Ausgewählter Auszug:

• • •

Und für einen Roboter „kümmert“ sich Woebot schon nicht schlecht, das gelingt mit einfachen Sätzen wie: „I’m going to check in with you daily“. Und tatsächlich meldet sich Woebot am nächsten Tag wieder, um sich nach meinem persönlichen Befinden zu erkundigen und Zustände der Nervosität, Angst, Sorge und Depression sowie ihre Intensität und Dauer abzufragen. Meine Befindlichkeit kann ich in freien Worten eingegeben, die der Chatbot anschließend auswertet.
Die Reaktionen des Chatbots fallen einfühlsam, aufmunternd und unterstützend aus, manchmal auch etwas beliebig. Die konkreten Ratschläge sind dennoch strukturiert aufgebaut und bedienen sich den Methoden einer klassischen kognitiven Verhaltenstherapie, mit der falsche oder irrationale Sichtweisen auf emotional belastende Erlebnisse korrigiert werden sollen.

• • •

Datensätze:
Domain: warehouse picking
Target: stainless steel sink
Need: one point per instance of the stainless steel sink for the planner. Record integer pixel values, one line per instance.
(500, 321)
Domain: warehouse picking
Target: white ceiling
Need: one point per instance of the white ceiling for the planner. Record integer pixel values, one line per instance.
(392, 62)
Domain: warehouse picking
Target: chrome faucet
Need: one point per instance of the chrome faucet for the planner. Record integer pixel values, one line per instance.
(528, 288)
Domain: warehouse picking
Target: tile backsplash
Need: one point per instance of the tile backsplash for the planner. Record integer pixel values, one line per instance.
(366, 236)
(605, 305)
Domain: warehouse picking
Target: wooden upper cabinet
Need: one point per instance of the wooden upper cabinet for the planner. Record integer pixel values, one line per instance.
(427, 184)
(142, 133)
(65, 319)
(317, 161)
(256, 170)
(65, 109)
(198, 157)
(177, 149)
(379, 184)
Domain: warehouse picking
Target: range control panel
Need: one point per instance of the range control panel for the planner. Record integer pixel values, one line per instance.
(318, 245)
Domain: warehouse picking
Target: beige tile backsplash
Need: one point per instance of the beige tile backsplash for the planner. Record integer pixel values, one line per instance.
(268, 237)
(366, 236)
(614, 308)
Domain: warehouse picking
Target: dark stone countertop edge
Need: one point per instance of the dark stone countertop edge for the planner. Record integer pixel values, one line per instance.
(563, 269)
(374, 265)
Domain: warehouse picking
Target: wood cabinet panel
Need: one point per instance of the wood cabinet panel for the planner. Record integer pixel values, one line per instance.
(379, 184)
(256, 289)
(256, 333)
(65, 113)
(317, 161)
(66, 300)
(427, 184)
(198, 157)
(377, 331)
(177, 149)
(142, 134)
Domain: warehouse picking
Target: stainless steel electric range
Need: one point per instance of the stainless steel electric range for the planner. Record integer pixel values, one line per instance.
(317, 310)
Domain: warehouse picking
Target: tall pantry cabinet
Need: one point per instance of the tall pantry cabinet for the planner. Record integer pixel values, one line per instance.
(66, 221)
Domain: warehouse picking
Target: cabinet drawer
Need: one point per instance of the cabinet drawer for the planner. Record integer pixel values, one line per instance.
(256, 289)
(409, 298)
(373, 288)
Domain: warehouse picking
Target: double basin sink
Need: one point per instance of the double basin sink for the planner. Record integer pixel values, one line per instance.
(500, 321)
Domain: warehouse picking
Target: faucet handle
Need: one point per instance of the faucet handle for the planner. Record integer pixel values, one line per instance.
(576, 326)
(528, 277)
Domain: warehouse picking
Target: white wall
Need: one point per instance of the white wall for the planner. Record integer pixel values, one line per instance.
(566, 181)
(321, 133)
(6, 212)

• • •

Gelesenes anwenden:
1) Auf welche Therapiemethode stützen sich laut dem Text über den Chatbot Woebot seine konkreten Ratschläge?
2) Setze den Text über den Chatbot Woebot im Anschluss an seinen letzten Satz fort.

Ergebnisse je Aufgabe:
1) Auf die Methoden einer klassischen kognitiven Verhaltenstherapie.

2)
In einem einführenden YouTube-Video bekomme ich gezeigt, welche Bedeutung die eigene Wortwahl für die Bewertung von Ereignissen hat. Die App versucht, mich für übertriebene Polarisierungen (Alles-oder-Nichts-Aussagen) oder Muss-Formulierungen in den Bewertungen zu sensibilisieren („Niemand liebt mich“, „Ich habe alles verloren“, „Ich hätte das nicht sagen dürfen“). Auch „hellseherische“ Annahmen darüber, was andere Menschen womöglich über mich denken, werden hinterfragt.
Zudem stellt die App mittels einer „Toolbox“ ein festes Set an abrufbaren Hilfestellungen bereit: ein „Dankbarkeits-Tagebuch“ (Gratitude Journal), eine Methodik zum strukturierten Erreichen von Zielen (Goal Setting) sowie eine Soforthilfe zum Aufarbeiten von Ängsten (Anxiety Buster), die von mir konkret benannt und durch Umformulierung neu bewertet werden müssen.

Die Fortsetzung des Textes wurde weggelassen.